• _PROMPT_: Below are records. Count every line containing the word "spectators" and give the number alone.

====== DATA FOR ANALYSIS

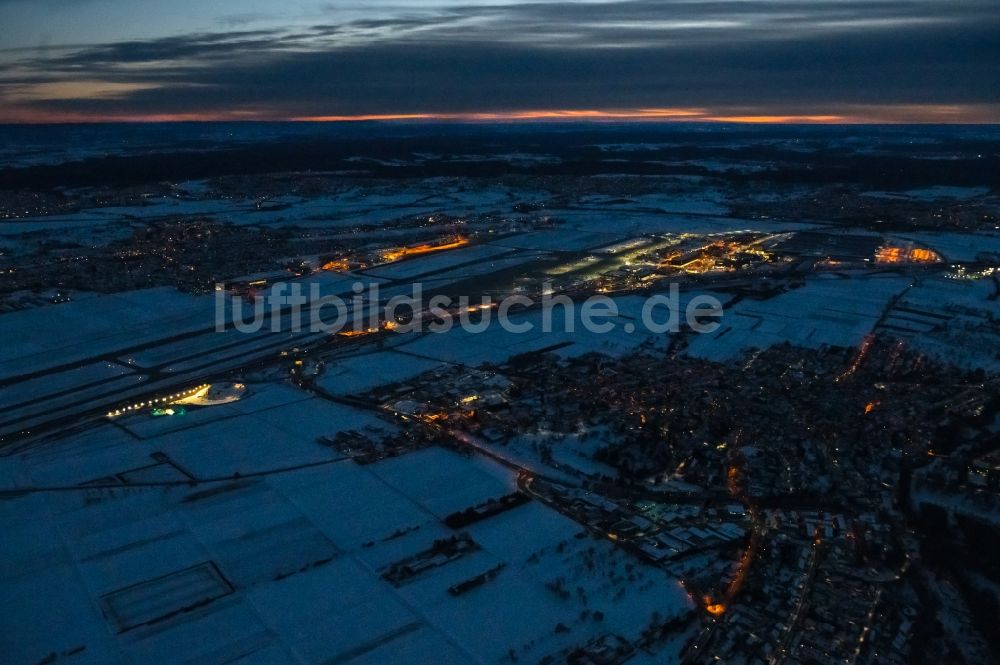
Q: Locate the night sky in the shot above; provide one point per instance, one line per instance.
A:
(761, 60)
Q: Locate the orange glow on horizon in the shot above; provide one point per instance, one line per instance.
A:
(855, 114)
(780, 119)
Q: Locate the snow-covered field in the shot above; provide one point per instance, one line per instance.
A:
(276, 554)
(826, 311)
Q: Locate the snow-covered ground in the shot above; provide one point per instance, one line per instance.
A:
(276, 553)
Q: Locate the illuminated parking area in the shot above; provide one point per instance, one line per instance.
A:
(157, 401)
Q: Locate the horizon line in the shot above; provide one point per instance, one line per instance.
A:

============
====== DATA FOR ANALYSIS

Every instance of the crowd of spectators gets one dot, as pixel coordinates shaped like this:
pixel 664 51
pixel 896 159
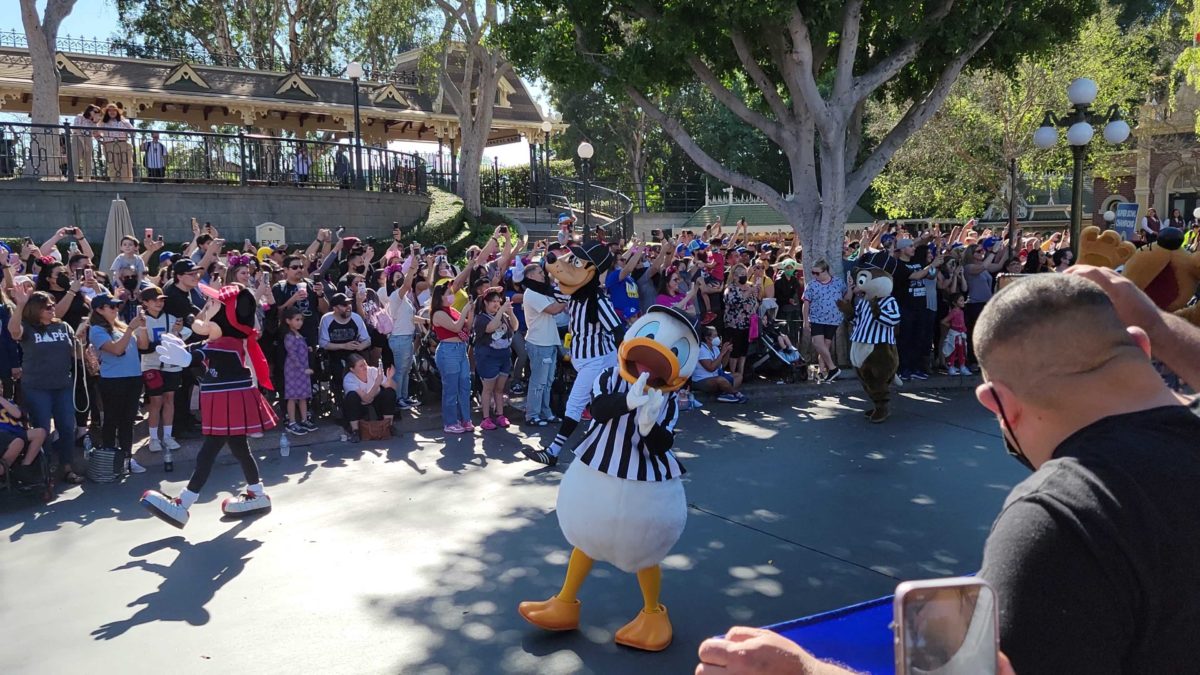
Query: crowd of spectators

============
====== DATA FOR ANALYSIS

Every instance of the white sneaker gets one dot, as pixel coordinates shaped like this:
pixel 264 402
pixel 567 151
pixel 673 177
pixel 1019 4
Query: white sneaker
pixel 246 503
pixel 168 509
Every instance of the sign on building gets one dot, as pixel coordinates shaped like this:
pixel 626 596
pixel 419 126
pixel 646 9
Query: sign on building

============

• _RESULT OF THE EXERCISE_: 2